▶ [Your task]
How many lines in the entries below contain the word "Query"? Reply with the number alone.

▶ [The data]
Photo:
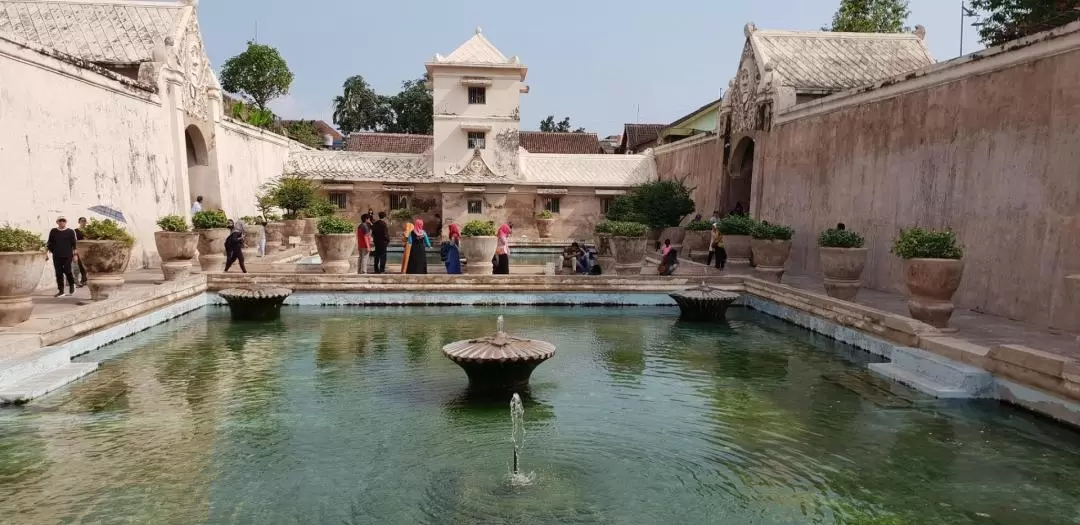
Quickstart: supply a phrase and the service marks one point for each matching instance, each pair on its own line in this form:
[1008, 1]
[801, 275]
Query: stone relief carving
[744, 93]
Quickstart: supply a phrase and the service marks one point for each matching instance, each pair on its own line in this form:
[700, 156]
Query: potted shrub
[336, 242]
[737, 231]
[697, 239]
[293, 194]
[253, 236]
[477, 246]
[770, 245]
[22, 264]
[842, 259]
[176, 246]
[933, 268]
[105, 252]
[213, 228]
[544, 219]
[629, 244]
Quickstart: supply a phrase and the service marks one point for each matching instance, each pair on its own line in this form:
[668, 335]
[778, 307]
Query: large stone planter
[252, 237]
[310, 229]
[477, 252]
[629, 254]
[106, 263]
[275, 231]
[770, 256]
[739, 252]
[842, 269]
[19, 274]
[176, 250]
[335, 250]
[543, 228]
[930, 285]
[294, 229]
[212, 248]
[675, 234]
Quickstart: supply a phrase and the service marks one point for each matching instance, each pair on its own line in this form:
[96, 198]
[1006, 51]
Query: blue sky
[594, 62]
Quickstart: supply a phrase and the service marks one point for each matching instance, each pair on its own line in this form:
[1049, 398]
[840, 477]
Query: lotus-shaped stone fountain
[499, 362]
[255, 304]
[703, 303]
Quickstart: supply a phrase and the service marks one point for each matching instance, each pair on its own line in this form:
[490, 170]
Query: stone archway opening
[740, 175]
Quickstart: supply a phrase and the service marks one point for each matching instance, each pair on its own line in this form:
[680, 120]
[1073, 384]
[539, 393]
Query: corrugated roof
[389, 143]
[95, 30]
[826, 61]
[597, 171]
[559, 143]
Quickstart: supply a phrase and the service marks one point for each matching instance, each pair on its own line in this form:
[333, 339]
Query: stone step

▶ [Response to the exercise]
8